◆ Source data:
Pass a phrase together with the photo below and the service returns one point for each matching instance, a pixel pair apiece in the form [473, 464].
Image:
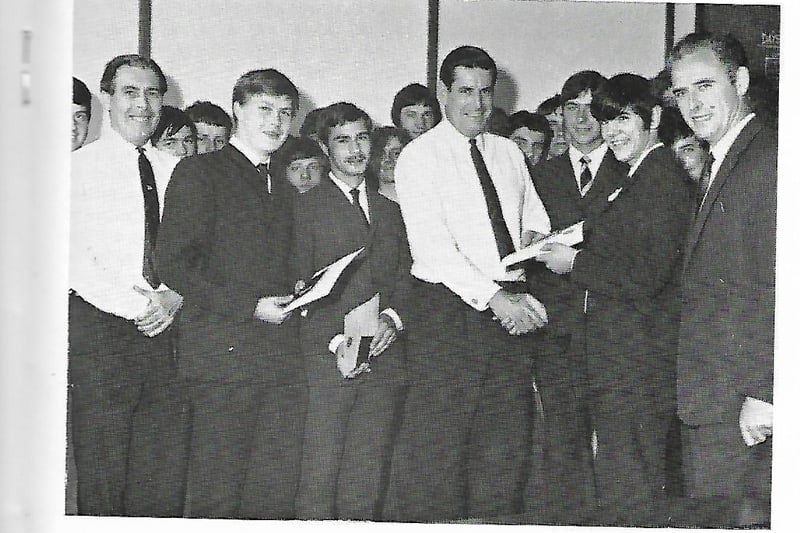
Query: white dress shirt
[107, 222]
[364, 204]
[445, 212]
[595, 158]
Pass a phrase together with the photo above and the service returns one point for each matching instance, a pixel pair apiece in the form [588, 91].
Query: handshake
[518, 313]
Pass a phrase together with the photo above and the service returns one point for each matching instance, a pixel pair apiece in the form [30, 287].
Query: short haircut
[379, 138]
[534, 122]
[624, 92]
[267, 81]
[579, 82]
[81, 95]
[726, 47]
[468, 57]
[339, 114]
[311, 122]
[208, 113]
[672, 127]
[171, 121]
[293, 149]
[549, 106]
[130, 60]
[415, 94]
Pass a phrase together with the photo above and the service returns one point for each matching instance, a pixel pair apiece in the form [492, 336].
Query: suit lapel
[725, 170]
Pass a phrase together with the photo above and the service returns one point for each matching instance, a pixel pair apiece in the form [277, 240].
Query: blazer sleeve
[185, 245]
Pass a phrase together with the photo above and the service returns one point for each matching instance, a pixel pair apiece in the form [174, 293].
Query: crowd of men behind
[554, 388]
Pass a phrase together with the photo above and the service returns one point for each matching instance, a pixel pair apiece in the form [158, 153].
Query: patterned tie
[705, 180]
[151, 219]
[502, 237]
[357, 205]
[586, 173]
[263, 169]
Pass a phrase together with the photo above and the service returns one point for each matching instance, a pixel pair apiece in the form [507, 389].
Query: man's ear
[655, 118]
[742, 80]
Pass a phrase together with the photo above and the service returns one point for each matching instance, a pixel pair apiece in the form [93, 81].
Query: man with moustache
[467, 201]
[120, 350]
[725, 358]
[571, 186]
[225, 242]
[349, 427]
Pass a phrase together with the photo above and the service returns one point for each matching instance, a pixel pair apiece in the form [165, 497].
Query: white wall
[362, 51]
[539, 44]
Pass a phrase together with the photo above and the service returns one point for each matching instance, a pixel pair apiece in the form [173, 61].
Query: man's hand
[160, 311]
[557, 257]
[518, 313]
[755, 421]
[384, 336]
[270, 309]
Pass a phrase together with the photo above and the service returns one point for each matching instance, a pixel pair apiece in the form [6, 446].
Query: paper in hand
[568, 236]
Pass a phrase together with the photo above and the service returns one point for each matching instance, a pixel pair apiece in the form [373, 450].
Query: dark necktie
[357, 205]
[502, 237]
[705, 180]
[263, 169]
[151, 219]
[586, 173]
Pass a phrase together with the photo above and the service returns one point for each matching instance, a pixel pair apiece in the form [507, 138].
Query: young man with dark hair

◆ What the exercise asks: Render every line of the data above as a numbered list, skipping any blank lines and leaving the pictures out.

◆ The response:
1. Pass a phrase together with the photo below and the service returns one point for each matching instance, a pixel pair apiece in the form [473, 464].
2. Image:
3. Query: white dress shirt
4. [107, 222]
5. [364, 204]
6. [445, 212]
7. [595, 158]
8. Pass a phrase together with the photo above and the service returns one point for each matching instance, a pixel pair apiece in the form [588, 91].
9. Query: handshake
10. [518, 313]
11. Pass a phrase together with the photo above and the service returns one point for each matching instance, a pixel pair apiece in the form [30, 287].
12. Query: short haircut
13. [379, 138]
14. [534, 122]
15. [624, 92]
16. [267, 81]
17. [579, 82]
18. [81, 95]
19. [726, 47]
20. [468, 57]
21. [339, 114]
22. [311, 122]
23. [208, 113]
24. [672, 127]
25. [171, 121]
26. [293, 149]
27. [549, 106]
28. [130, 60]
29. [415, 94]
30. Pass a phrase together with the photo above and the service returns one point for each matching instance, a pixel pair apiece in the form [492, 336].
31. Query: suit lapel
32. [725, 170]
33. Pass a phrase together with the photo above and the service returns one point for each matching instance, a pixel pair apiece in the form [277, 240].
34. Query: blazer sleeve
35. [185, 245]
36. Pass a phrase together with the photo above and the service returns one point for each matching instance, a pixel pair apiece in the form [174, 293].
37. Query: crowd of men behind
38. [554, 388]
39. Pass a phrase together with the photo above and the service returns one point for each matching instance, a pixel pair apiece in the form [158, 153].
40. Query: patterned tie
41. [705, 180]
42. [151, 219]
43. [502, 237]
44. [357, 205]
45. [586, 173]
46. [263, 169]
47. Pass a phrase together with the photo above and the service returns one point for each matching instance, a pixel pair apiece in the form [507, 389].
48. Query: man's ear
49. [655, 118]
50. [742, 80]
51. Pass a phrase together with the photo above and the service returns one point for each matching instance, a pixel pair apiece in the form [93, 81].
52. Query: man with moustache
53. [467, 201]
54. [120, 350]
55. [725, 358]
56. [571, 186]
57. [225, 242]
58. [349, 427]
59. Pass a phrase together with the photo above and the service returns one point for each matching instance, a pixel pair apiece in the form [165, 497].
60. Query: white wall
61. [362, 51]
62. [539, 44]
63. Pass a phrase together with the photo above and the service returns one point for each matching instance, a pixel pair apiece in the form [173, 61].
64. Query: man's hand
65. [160, 311]
66. [557, 257]
67. [518, 313]
68. [755, 421]
69. [384, 336]
70. [270, 309]
71. Pass a phrase together with the photo above and the service returns one point for each matching instance, a pixel pair apiece in the form [6, 446].
72. Query: paper in hand
73. [568, 236]
74. Pass a phrase together with the photo above and the service returns one point for each matching instance, a pixel pair apiece in the form [373, 450].
75. Query: dark necktie
76. [357, 205]
77. [502, 237]
78. [705, 180]
79. [263, 169]
80. [151, 219]
81. [586, 173]
82. Pass a phrase together with the photo above and the service returns one point for each matching instance, a pixel pair apiece in the form [507, 138].
83. Query: young man with dark hair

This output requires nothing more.